DOCUMENT TEXT

= John Courtenay (1738–1816) =

18th/19th-century Irish officer in the British Army and politician

John Courtenay (22 August 1738 – 24 March 1816) was an Irish officer in the British Army who became a politician in England. He was a Whig member of Parliament (MP) at Westminster from 1780 to 1807, and again in 1812.

Courtenay was the second son of Henry Courtenay, a revenue officer from Newry, County Down in the Kingdom of Ireland. He was educated at Drogheda Grammar School.

He was MP for Tamworth from 1780 to 1796, and then for Appleby from 1796 to 1807. He was re-elected for Appleby at the 1812 general election, but resigned his seat shortly after Parliament met in December.

A member both of Brooks's and Whig Club, Courtenay aligned with Charles James Fox against the First Pitt ministry. As such, he supported reform measures, favouring the repeal of the Test Act in Scotland in 1791, abolition of the slave trade, and parliamentary reform; helped manage the impeachment of Warren Hastings; and, in A Poetical and Philosophical Essay on the French Revolution (1793), assailed Edmund Burke for his inveterate hostility to constitutional innovation and popular sovereignty.

With Sir Francis Burdett, in 1798 Courtenay supported the campaign of Catherine Despard to publicise and protest the conditions under which her Irish husband Colonel Edward Despard and other political radicals were held following the suspension of habeas corpus which Courtenay had opposed. In a House of Commons debate on the continued suspension, Coutenay read a letter from Catherine detailing the harsh conditions under which her husband was confined at in Coldbath Fields Prison. Edward Despard, a member of the London Corresponding Society and a United Irishman remained in prison for three years. In 1803 he was tried and executed for treason.

EXERCISE REQUIREMENTS
1. Rewrite the passage of the John Courtenay text from "18th/19th-century Irish officer" to "met in December.", putting "Carlisle" wherever "Appleby" appears.
2. Translate this sentence from the John Courtenay text into French: "He was MP for Tamworth from 1780 to 1796, and then for Appleby from 1796 to 1807."

DATA ROWS
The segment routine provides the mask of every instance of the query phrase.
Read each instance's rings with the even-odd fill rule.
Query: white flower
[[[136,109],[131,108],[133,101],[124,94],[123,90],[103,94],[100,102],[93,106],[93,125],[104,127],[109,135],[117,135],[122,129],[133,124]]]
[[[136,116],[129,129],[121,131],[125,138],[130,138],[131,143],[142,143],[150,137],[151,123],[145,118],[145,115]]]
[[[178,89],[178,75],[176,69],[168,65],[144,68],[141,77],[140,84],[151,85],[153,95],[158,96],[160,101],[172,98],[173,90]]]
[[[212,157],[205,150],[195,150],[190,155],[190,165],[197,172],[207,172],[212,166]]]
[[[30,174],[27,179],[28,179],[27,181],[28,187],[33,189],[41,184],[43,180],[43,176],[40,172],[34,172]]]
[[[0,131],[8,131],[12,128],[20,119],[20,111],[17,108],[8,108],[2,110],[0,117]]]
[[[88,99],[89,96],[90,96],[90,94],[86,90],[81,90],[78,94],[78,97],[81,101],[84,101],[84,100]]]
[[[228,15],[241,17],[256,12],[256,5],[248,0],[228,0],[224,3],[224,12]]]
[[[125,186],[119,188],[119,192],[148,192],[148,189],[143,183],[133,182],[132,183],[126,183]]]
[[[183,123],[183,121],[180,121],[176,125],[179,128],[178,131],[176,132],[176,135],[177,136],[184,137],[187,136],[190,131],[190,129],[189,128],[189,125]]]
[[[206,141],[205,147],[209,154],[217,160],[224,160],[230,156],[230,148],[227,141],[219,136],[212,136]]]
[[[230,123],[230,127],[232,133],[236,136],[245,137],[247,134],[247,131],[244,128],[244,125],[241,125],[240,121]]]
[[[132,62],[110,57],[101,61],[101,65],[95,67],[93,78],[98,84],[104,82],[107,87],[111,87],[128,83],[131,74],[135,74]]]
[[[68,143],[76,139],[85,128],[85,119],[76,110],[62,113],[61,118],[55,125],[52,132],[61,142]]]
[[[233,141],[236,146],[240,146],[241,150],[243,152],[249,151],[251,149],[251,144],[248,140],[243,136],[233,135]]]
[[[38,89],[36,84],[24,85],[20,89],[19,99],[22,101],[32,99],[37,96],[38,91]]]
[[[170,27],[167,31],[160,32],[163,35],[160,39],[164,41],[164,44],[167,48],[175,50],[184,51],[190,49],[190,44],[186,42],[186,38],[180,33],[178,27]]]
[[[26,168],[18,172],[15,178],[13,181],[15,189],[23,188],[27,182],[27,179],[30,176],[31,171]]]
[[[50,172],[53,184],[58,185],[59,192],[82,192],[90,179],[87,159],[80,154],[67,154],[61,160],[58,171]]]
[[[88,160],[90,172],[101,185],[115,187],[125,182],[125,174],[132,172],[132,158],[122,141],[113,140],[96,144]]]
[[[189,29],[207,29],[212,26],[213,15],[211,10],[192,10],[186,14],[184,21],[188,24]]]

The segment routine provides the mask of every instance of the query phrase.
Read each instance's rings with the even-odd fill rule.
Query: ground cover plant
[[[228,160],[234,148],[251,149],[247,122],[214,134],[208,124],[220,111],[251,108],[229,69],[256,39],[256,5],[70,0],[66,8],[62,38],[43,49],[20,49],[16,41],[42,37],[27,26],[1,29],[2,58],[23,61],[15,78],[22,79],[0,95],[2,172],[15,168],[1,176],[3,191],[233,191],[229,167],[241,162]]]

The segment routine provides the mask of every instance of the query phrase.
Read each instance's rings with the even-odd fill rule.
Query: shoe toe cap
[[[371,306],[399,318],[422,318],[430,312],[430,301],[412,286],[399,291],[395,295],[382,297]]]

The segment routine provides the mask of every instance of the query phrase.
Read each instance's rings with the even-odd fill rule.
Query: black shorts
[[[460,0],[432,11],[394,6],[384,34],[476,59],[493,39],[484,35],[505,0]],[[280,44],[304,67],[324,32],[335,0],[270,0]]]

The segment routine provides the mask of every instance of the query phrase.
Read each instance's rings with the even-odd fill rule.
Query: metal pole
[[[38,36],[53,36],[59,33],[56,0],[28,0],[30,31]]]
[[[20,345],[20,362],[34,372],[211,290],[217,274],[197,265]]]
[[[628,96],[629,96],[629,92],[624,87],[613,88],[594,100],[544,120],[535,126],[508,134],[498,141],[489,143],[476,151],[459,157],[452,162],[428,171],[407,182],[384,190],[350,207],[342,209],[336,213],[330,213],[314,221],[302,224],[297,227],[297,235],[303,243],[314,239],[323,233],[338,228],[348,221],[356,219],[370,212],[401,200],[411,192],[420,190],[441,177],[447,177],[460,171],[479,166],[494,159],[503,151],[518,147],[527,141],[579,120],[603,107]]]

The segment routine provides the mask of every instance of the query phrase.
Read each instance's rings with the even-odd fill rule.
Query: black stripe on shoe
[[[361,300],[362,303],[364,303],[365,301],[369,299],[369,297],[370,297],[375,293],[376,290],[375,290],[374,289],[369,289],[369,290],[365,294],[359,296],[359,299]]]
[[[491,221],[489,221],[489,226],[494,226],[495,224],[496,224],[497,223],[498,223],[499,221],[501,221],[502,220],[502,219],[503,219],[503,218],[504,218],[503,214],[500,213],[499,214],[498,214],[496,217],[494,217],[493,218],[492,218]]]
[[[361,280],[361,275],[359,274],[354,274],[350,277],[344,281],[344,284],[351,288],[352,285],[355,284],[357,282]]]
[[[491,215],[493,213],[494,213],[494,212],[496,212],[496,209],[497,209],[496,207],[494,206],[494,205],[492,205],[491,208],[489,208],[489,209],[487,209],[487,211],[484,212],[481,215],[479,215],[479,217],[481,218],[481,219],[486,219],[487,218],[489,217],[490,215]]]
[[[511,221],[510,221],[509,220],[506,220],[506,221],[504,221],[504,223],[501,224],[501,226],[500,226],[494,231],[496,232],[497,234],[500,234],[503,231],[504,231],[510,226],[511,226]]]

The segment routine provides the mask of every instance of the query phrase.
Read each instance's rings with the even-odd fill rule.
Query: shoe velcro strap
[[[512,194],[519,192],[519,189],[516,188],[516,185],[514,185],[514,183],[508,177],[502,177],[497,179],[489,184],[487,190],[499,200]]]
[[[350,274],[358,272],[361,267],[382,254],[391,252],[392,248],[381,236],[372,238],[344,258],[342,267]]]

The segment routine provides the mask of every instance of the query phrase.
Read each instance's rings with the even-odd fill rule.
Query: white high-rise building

LIST OF SOLUTIONS
1.
18th/19th-century Irish officer in the British Army and politician

John Courtenay (22 August 1738 – 24 March 1816) was an Irish officer in the British Army who became a politician in England. He was a Whig member of Parliament (MP) at Westminster from 1780 to 1807, and again in 1812.

Courtenay was the second son of Henry Courtenay, a revenue officer from Newry, County Down in the Kingdom of Ireland. He was educated at Drogheda Grammar School.

He was MP for Tamworth from 1780 to 1796, and then for Carlisle from 1796 to 1807. He was re-elected for Carlisle at the 1812 general election, but resigned his seat shortly after Parliament met in December.

2. Il fut député de Tamworth de 1780 à 1796, puis d'Appleby de 1796 à 1807.